> **Task to complete**
In the records below, the line containing "Question. Put a dot on every instance of the yellow" is the first to keep. Retype it and all later lines exactly, through the end.

> **Data shown**
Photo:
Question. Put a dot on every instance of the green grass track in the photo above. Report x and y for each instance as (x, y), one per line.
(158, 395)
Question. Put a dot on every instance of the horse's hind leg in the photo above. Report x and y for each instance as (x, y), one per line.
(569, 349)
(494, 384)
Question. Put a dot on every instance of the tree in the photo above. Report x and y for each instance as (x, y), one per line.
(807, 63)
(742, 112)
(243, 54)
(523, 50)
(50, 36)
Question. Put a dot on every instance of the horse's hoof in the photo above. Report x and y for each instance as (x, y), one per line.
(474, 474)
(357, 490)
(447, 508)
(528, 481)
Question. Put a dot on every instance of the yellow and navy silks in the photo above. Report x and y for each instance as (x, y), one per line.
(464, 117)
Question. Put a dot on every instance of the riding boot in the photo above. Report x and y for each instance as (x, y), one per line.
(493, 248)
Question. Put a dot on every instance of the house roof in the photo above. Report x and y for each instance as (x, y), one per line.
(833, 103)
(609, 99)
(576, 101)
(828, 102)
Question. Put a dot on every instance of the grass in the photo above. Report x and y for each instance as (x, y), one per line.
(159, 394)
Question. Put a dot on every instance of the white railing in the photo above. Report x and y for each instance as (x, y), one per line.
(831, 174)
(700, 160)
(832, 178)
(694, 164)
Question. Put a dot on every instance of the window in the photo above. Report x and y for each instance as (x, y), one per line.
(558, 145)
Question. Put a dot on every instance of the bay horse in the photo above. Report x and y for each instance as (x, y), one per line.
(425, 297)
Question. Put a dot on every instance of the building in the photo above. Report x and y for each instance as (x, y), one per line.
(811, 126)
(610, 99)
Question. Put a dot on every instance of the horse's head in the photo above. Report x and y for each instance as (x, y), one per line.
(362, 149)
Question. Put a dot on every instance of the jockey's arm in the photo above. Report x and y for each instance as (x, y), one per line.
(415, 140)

> **Solution for this task**
Question. Put a dot on every instance of the yellow and navy silks in the photo above. Report x and y for each instance as (x, y), one per line.
(464, 117)
Question. Put a dot on every instance of the riding boot in the photo above. Report x and y for each instance as (x, y), one per line.
(493, 248)
Question. Put a dot on every instance of the house roof in the photo above. Report x and y for each instance as (x, y), one per line.
(833, 103)
(609, 99)
(576, 101)
(828, 102)
Question. Put a dot on every instance of the grass in the photo above. Report x and y for each instance as (x, y), one per line.
(159, 394)
Question. Put a dot on every instance of the white railing in the photo above. Report x and y for each instance as (x, y), one per line.
(831, 174)
(700, 160)
(832, 178)
(694, 164)
Question. Put a dot on every instance of the window in the photo above. Report x and y for each instance as (x, y), one per line.
(558, 145)
Question. Put a dot on every instance of the bay horse in the photo above. Report x and y for each instance as (x, y), one per line.
(425, 297)
Question. Put a dot on every instance of the building in the photo above. Report x and y for each instance as (x, y), one per line.
(811, 126)
(610, 99)
Question. Put a dot on every instance of the horse's head in the photo above. Report x and y for each instance as (x, y), one per line.
(362, 149)
Question. Put a dot on every instance of the jockey's arm in the photo above. Report x and y for each instance as (x, y), one per line.
(415, 140)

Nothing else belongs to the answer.